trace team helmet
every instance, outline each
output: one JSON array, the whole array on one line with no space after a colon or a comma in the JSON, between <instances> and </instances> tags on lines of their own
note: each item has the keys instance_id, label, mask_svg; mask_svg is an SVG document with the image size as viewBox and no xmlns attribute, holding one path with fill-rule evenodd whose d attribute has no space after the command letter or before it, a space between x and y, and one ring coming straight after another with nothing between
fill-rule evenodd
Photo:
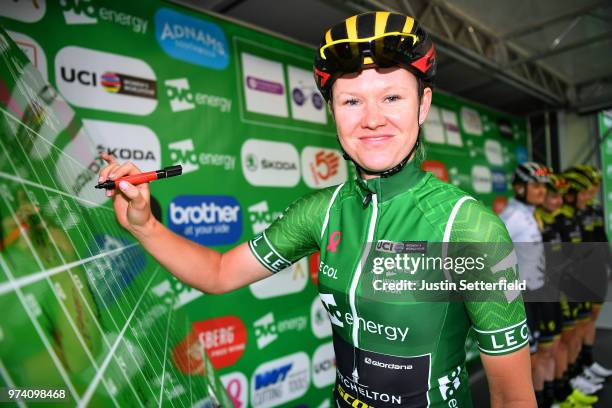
********************
Task requirements — Select each line of the items above that contains the string "rule", treating uppercase and lowercase letters as distinct.

Correct response —
note: each item has the keys instance_id, label, mask_svg; mask_svg is an SVG document with the image size as viewBox and no xmlns attribute, holding one path with fill-rule evenodd whose d attribute has no space after the command letter or before it, a space between x and y, and one ring coming straight after another with nothing between
fill-rule evenodd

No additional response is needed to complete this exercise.